▶ **Rows**
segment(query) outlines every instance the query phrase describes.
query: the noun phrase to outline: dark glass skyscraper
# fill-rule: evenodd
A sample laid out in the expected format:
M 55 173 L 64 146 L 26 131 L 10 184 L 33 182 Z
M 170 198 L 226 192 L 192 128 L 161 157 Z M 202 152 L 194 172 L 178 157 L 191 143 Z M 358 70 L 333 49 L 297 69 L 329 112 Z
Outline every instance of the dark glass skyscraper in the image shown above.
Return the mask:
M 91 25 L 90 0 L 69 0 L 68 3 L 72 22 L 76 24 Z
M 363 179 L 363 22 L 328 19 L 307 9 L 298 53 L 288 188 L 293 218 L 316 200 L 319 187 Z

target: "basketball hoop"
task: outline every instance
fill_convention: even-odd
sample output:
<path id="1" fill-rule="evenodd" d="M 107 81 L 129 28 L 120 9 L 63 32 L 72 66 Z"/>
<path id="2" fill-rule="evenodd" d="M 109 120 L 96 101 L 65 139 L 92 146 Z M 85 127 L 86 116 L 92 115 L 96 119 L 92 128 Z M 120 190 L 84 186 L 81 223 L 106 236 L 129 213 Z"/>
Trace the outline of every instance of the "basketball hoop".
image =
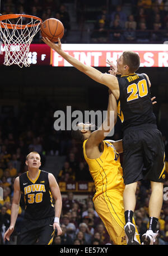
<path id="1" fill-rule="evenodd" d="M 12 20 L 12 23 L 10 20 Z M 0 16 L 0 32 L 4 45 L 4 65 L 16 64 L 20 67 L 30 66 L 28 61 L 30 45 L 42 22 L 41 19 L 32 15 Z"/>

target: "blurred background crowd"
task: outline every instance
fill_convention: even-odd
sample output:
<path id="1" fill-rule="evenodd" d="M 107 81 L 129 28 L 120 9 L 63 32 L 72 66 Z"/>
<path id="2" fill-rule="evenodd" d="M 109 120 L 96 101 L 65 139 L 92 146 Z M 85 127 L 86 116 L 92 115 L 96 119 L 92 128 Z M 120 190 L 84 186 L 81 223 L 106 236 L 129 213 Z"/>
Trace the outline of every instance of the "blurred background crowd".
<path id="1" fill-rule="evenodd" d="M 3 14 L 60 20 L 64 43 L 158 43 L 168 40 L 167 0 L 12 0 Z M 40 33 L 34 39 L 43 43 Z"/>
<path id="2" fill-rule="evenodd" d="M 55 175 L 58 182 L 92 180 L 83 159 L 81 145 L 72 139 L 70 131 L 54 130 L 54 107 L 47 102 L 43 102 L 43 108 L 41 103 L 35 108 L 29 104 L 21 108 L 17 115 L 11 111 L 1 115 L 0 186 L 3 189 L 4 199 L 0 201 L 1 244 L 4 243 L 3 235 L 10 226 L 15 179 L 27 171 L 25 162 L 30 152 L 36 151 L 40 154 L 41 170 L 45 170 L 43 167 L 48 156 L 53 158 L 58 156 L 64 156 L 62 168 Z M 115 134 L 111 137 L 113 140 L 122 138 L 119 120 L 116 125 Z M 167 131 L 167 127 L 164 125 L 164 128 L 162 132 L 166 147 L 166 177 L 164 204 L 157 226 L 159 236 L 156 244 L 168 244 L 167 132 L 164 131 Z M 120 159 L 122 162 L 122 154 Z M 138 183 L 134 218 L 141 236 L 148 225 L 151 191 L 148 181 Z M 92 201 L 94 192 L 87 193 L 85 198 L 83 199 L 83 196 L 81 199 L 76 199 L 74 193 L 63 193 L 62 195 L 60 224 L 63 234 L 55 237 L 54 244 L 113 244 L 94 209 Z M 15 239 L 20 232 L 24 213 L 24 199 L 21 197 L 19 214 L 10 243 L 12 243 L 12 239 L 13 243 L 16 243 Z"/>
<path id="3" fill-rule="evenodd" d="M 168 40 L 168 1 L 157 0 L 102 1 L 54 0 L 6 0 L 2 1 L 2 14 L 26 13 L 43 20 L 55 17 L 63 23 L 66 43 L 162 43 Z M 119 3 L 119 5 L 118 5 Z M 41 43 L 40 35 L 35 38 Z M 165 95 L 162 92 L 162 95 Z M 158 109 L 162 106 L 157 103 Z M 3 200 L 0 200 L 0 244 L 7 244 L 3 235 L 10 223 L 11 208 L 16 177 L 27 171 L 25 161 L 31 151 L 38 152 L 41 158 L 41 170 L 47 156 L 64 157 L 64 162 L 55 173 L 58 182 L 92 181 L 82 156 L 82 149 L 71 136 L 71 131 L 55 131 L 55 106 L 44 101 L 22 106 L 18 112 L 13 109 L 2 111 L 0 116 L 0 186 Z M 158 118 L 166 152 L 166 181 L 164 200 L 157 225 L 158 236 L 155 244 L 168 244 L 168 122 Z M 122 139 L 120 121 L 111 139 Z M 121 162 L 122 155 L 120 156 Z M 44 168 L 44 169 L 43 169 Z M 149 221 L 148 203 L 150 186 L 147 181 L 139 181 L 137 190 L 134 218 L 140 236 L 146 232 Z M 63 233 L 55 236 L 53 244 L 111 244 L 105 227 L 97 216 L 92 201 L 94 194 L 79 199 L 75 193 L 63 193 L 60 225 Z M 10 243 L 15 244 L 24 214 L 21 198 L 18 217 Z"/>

▶ **Task**
Rewrite the listing above with "sample output" changed to "example output" everywhere and nothing else altered. Leave out the pictures.

▶ **Solved problem**
segment(query) outlines every instance the query phrase describes.
query: the noun phrase to outline: dark glass skyscraper
# fill-rule: evenodd
A sample laid out in the expected format:
M 55 173 L 64 146 L 26 131 L 10 184 L 33 182 Z
M 170 198 L 226 192 L 192 128 L 161 157 Z M 202 152 L 194 172 L 178 157 L 191 143 Z M 358 70 L 333 49 L 297 69 L 329 112 Z
Outline every instance of the dark glass skyscraper in the image shown above.
Return the mask:
M 91 25 L 90 0 L 69 0 L 68 3 L 72 22 L 76 24 Z
M 363 179 L 363 22 L 328 19 L 307 9 L 298 53 L 288 188 L 293 218 L 316 200 L 319 187 Z

target: "basketball hoop"
task: outline every instance
fill_convention: even-odd
example output:
<path id="1" fill-rule="evenodd" d="M 107 81 L 129 28 L 120 9 L 63 32 L 72 66 Z"/>
<path id="2" fill-rule="evenodd" d="M 109 120 L 96 101 L 65 139 L 92 146 Z M 85 127 L 86 116 L 92 115 L 96 119 L 92 128 Z M 120 190 L 84 186 L 81 223 L 106 236 L 129 213 Z"/>
Trace the outline of every instance of the "basketball hoop".
image =
<path id="1" fill-rule="evenodd" d="M 12 20 L 12 23 L 10 20 Z M 0 16 L 0 32 L 4 45 L 4 65 L 16 64 L 20 67 L 30 66 L 28 61 L 30 45 L 42 22 L 41 19 L 32 15 Z"/>

target: "blurred background crowd"
task: outline every instance
fill_convention: even-odd
example output:
<path id="1" fill-rule="evenodd" d="M 107 81 L 129 28 L 120 9 L 63 32 L 72 66 Z"/>
<path id="2" fill-rule="evenodd" d="M 109 120 L 96 101 L 65 139 L 92 146 Z M 85 127 L 86 116 L 92 115 L 96 119 L 92 128 Z M 120 190 L 84 186 L 81 223 L 106 236 L 129 213 Z"/>
Trace the outline of every instance of the "blurred background crowd".
<path id="1" fill-rule="evenodd" d="M 3 14 L 60 20 L 64 43 L 158 43 L 168 40 L 167 0 L 12 0 Z M 40 33 L 34 39 L 43 43 Z"/>
<path id="2" fill-rule="evenodd" d="M 55 175 L 58 182 L 92 180 L 83 159 L 81 145 L 72 139 L 70 131 L 54 130 L 54 107 L 47 102 L 43 102 L 43 108 L 41 103 L 35 108 L 29 104 L 21 108 L 17 115 L 11 111 L 1 115 L 0 186 L 3 189 L 4 199 L 0 201 L 1 244 L 4 243 L 3 235 L 10 226 L 15 179 L 27 171 L 25 162 L 30 152 L 36 151 L 40 154 L 41 170 L 45 170 L 43 167 L 48 156 L 53 158 L 58 156 L 64 156 L 62 168 Z M 115 134 L 111 137 L 113 140 L 122 138 L 119 120 L 116 125 Z M 167 131 L 167 127 L 164 125 L 164 128 L 162 132 L 166 147 L 166 177 L 164 204 L 157 226 L 159 236 L 156 244 L 168 244 L 167 132 L 164 131 Z M 120 159 L 122 162 L 122 154 Z M 138 183 L 134 218 L 141 236 L 148 225 L 151 191 L 148 181 Z M 92 201 L 94 192 L 87 193 L 85 198 L 83 199 L 83 196 L 81 199 L 76 199 L 74 193 L 63 193 L 62 195 L 60 224 L 63 234 L 55 237 L 54 244 L 113 244 L 94 209 Z M 15 239 L 20 232 L 24 213 L 24 199 L 21 197 L 19 214 L 10 243 L 12 243 L 12 239 L 13 243 L 16 243 Z"/>
<path id="3" fill-rule="evenodd" d="M 168 40 L 168 1 L 157 0 L 102 1 L 54 0 L 6 0 L 2 1 L 2 14 L 26 13 L 43 20 L 55 17 L 63 23 L 66 43 L 162 43 Z M 119 3 L 119 5 L 118 5 Z M 41 43 L 40 35 L 35 38 Z M 165 95 L 162 92 L 162 95 Z M 158 109 L 162 106 L 157 103 Z M 3 200 L 0 200 L 0 244 L 7 244 L 3 235 L 10 223 L 11 208 L 16 177 L 27 171 L 25 161 L 31 151 L 38 152 L 41 158 L 41 170 L 47 156 L 64 157 L 64 162 L 55 173 L 58 182 L 92 181 L 82 156 L 82 149 L 71 136 L 71 131 L 55 131 L 55 106 L 44 101 L 22 106 L 18 112 L 13 109 L 2 111 L 0 116 L 0 186 Z M 158 118 L 166 152 L 166 181 L 164 200 L 157 225 L 158 236 L 155 244 L 168 244 L 168 122 Z M 122 139 L 120 121 L 111 139 Z M 121 162 L 122 155 L 120 156 Z M 44 168 L 44 169 L 43 169 Z M 149 221 L 148 203 L 150 186 L 147 181 L 139 181 L 137 190 L 134 218 L 140 236 L 146 232 Z M 63 233 L 55 236 L 53 244 L 111 244 L 105 227 L 97 216 L 92 201 L 94 194 L 79 199 L 75 193 L 63 193 L 60 225 Z M 10 243 L 15 244 L 24 214 L 21 198 L 18 217 Z"/>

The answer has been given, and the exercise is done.